*ACTIVITY LIST:*
- A) In the article on post-COVID brain fog, what did the German study find about the cognitive changes after 6–9 months?
- B) Set down the stretch of the article on post-COVID brain fog from "According to NIH’s" through "Washington Post said.".
- C) Extend the article on post-COVID brain fog by writing what follows its last sentence.

*TEXT PROVIDED:*

* * * * * * * * *

The “brain fog” that sometimes follows a COVID-19 infection has similarities with “chemo brain,” which can affect people undergoing chemotherapy, as well as other similar conditions, suggesting both a cause and the possibility of developing a treatment for the post-COVID cognitive problems, researchers have reported.
“Survivors of Severe Acute Respiratory Syndrome Coronavirus-2 (SARS-CoV-2) infection frequently experience lingering neurological symptoms, including impairment in attention, concentration, speed of information processing and memory. This long-COVID cognitive syndrome shares many features with the syndrome of cancer therapy-related cognitive impairment (CRCI). Neuroinflammation, particularly microglial reactivity and consequent dysregulation of hippocampal neurogenesis and oligodendrocyte lineage cells, is central to CRCI,” according to a preprint of a study by Stanford University neuro-oncologist Michelle Monje, Yale virologist Akiko Iwasaki, Mount Sinai Health System’s David Putrino, and others.
Based on mouse experiments and autopsy analysis, their study’s findings “elucidate cellular deficits that may contribute to lasting neurological symptoms following even mild SARS-CoV-2 infection.”
According to a recent study published by a group of German researchers: “Specific chronic cognitive changes following COVID-19 are evident on objective testing even amongst those who do not report a greater symptom burden. Importantly, in the sample tested here, these were not significantly different from normal after 6–9 months, demonstrating evidence of recovery over time.”
Potential for finding a treatment
The Washington Post said that Monje’s work is part of a growing body of research that “suggests similarities in the mechanisms of post-COVID cognitive changes and other long-studied brain conditions, including Alzheimer’s, chronic fatigue and post-viral syndromes following infections with influenza, Epstein-Barr, HIV or Ebola.
According to NIH’s intramural clinical director of neurological disorders and stroke unit Avindra Nath, “there is humongous overlap between long COVID and these other conditions,” The Washington Post said.

* * * * * * * * *

*EXTRACTED ENTRIES:*
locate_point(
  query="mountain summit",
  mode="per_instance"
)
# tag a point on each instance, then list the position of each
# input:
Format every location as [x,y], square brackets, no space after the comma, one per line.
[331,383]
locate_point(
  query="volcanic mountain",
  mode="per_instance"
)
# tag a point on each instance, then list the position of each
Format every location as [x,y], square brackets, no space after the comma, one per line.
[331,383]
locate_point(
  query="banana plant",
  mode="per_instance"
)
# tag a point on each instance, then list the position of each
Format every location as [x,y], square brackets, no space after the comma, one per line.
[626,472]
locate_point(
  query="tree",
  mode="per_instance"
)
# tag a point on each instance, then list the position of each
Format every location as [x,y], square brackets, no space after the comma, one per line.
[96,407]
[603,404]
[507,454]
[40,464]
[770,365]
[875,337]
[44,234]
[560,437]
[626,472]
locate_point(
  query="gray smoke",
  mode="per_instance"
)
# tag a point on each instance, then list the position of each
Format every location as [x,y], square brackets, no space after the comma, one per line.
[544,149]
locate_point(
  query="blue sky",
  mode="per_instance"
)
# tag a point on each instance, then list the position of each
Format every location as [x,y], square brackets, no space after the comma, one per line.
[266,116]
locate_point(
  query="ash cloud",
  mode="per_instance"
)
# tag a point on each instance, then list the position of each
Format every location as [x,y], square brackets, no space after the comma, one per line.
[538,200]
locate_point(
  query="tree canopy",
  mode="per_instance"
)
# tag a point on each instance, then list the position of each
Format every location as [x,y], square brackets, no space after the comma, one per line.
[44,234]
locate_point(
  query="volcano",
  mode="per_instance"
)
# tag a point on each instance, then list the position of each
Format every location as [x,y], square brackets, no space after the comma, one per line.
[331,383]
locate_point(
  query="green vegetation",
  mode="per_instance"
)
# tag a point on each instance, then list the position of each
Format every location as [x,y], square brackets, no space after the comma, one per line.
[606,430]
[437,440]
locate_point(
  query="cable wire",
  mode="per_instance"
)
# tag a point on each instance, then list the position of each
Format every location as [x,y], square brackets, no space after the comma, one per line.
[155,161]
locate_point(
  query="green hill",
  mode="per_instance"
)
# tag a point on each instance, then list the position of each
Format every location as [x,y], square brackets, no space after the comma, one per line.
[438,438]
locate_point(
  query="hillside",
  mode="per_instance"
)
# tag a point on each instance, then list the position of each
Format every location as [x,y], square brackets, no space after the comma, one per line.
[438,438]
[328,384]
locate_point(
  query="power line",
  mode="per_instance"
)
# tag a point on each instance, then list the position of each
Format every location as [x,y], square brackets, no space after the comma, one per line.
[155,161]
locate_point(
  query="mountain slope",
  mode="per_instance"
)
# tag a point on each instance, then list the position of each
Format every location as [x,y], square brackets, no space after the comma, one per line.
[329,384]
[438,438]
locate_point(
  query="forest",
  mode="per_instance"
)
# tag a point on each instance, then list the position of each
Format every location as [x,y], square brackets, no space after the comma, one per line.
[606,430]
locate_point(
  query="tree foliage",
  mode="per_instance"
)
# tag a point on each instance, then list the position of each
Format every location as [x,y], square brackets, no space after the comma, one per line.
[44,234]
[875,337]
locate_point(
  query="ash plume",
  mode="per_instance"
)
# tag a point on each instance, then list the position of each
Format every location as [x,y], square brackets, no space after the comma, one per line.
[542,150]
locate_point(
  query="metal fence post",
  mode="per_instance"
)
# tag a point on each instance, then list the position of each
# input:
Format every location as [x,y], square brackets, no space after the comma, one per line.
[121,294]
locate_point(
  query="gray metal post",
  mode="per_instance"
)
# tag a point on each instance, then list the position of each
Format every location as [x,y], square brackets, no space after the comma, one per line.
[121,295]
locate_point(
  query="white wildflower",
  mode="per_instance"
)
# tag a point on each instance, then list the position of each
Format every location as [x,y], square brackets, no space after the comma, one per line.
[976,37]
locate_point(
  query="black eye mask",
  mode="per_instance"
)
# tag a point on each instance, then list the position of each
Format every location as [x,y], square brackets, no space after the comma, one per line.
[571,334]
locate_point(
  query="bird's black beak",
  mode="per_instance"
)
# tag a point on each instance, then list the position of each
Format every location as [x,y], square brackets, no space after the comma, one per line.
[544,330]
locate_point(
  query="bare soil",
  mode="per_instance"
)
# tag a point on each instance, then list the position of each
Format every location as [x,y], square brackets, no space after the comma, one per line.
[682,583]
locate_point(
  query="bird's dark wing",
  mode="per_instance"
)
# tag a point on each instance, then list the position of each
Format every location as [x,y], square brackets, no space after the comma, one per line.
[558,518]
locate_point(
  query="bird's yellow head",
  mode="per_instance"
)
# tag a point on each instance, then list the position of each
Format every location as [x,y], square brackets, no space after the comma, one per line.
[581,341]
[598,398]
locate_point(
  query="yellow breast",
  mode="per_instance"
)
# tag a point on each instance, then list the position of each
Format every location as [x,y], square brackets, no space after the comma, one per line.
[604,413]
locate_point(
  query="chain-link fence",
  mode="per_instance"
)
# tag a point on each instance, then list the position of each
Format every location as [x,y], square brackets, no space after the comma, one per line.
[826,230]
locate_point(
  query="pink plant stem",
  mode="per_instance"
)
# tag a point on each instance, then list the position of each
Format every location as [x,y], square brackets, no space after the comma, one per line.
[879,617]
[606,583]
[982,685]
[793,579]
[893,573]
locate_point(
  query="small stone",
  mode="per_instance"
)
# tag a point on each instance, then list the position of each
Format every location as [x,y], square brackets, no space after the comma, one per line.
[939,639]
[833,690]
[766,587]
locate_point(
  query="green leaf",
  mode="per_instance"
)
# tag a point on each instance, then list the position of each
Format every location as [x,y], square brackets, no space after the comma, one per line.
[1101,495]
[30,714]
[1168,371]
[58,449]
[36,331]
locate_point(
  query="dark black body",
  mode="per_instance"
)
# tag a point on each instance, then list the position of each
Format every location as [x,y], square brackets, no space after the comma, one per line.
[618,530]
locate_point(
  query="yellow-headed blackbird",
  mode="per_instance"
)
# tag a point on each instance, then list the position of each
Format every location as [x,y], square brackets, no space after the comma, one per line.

* * * * * * * * *

*SOLVED PROBLEMS:*
- A) In the sample tested, the changes were not significantly different from normal, which showed evidence of recovery over time.

- B)
According to NIH’s intramural clinical director of neurological disorders and stroke unit Avindra Nath, “there is humongous overlap between long COVID and these other conditions,” The Washington Post said.

- C)
Columbia University professor Andrew Marks was surprised that autopsies of the brains of people who died from COVID-19 showed a molecular change typically seen in Alzheimer’s patients: high levels of something known as phosphorylated tau “which can lead to what is called tangles in the brain—a disruption in the normal architecture,” The Washington Post reported. “Another team of researchers from Harvard and Johns Hopkins University School of Medicine have highlighted how both in COVID-19 and chronic fatigue syndrome, too many oxygen molecules pile up in a cell—possibly resulting in inflammation that leads to cognitive issues.”
Nath’s group is starting a trial with 40 patients who have suffered with long-COVID, “who will receive intravenous immune globulin (IVIG), which is made up of antibodies that help fight infections, or corticosteroids, which reduce inflammation, to see whether their cognitive functioning improves. These treatments have been used in patients with chronic fatigue with mixed success,” The Washington Post reported.
The hope is that relying on research to treat similar brain conditions that have been studied for much longer than COVID-19 will suggests treatments for long-COVID symptoms.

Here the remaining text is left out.